**WHAT THIS EXERCISE ASKS:**
a: Based on the court opinion below, explain why the dispute is, in practical terms, a contest between Margaret Poelcher and Pauline Zink, even though the claim is formally against the decedent's estate.
b: According to the court opinion below, how many living children did Peter Poelcher have?

Appeal, No. 141, March T., 1953, from judgment of Court of Common Pleas of Allegheny County, Jan. T., 1948, No. 172, in case of Margaret Poelcher v. Pauline Zink, Exrx., Estate of Peter Poelcher, deceased. Judgment affirmed.
Waldo P. Breeden, with him Harry E. Richter, for appellant.
Hubert I. Teitelbaum, with him Goldstock, Schwartz, Teitelbaum & Schwartz, for appellee.
Before Stern, C.j., Stearne, Jones, Bell, Chidsey, Musmanno and Arnold, JJ.
OPINION BY MR. CHIEF JUSTICE HORACE STERN
While plaintiff's claim in form is directed against the decedent's estate, the controversy from a practical standpoint is really one between Margaret Poelcher, a daughter-in-law of the decedent, and Pauline Zink, one of his daughters. Peter Poelcher, the decedent, had eight children who are still living, but in his will he devised one-third of his entire estate to his wife, and, in the event of her prior decease, to his daughter, Pauline, the present defendant; and the remaining two-thirds also to Pauline. Therefore plaintiff's recovery in this action will be against the property which defendant
obtained from the decedent, of whose will she is also the executrix.

**DATA LISTING:**
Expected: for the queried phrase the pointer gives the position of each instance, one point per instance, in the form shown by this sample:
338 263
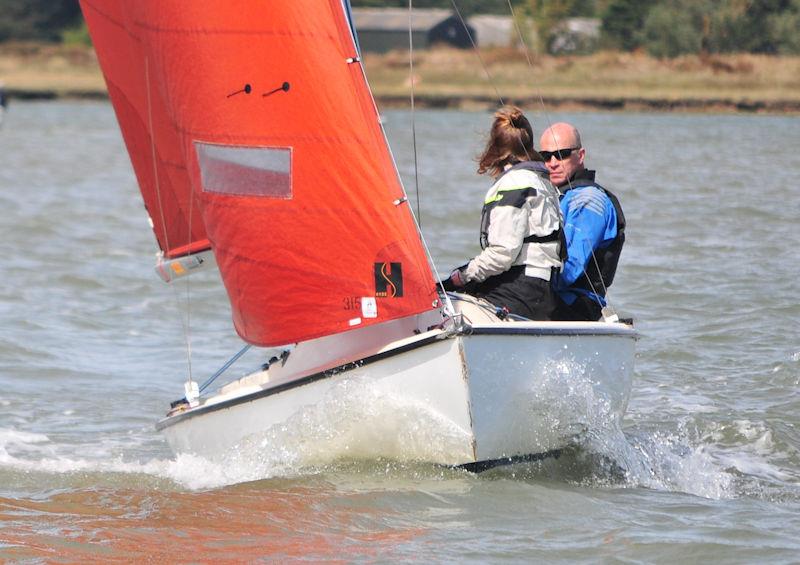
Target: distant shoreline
451 78
619 104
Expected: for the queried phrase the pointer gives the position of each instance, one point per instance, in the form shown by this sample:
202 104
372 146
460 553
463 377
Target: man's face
561 170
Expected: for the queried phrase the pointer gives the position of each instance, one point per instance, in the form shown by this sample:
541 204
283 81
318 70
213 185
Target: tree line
664 28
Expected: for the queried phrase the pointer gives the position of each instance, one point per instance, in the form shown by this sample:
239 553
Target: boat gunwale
545 329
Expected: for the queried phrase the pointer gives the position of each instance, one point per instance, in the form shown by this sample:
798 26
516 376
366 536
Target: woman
520 227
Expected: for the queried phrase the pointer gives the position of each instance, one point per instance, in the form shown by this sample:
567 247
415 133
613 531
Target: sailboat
258 148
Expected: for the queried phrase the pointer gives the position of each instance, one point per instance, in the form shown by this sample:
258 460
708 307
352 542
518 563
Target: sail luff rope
184 323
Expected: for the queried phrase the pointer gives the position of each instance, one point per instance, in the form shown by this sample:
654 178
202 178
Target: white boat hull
503 391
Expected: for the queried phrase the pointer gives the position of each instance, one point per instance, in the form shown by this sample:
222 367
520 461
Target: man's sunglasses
559 154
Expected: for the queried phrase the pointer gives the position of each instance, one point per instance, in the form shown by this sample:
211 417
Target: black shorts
530 297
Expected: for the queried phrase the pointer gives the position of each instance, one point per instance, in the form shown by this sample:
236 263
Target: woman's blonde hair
510 142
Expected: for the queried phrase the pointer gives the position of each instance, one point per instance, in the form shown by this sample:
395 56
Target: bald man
594 226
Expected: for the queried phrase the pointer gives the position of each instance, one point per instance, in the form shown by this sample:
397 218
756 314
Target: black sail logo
389 280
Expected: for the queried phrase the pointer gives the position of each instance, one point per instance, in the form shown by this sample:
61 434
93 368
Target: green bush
672 29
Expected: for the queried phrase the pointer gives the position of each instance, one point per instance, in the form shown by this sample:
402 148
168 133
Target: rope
225 367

**PROBLEM SOLUTIONS:**
a: Under Peter Poelcher's will, Pauline Zink receives the estate: two-thirds outright, plus the remaining one-third devised to his wife, which passes to Pauline if the wife dies first. Any recovery by Margaret Poelcher will therefore come out of property that Pauline obtained from the decedent, whose will she also administers as executrix.

b: He had eight living children.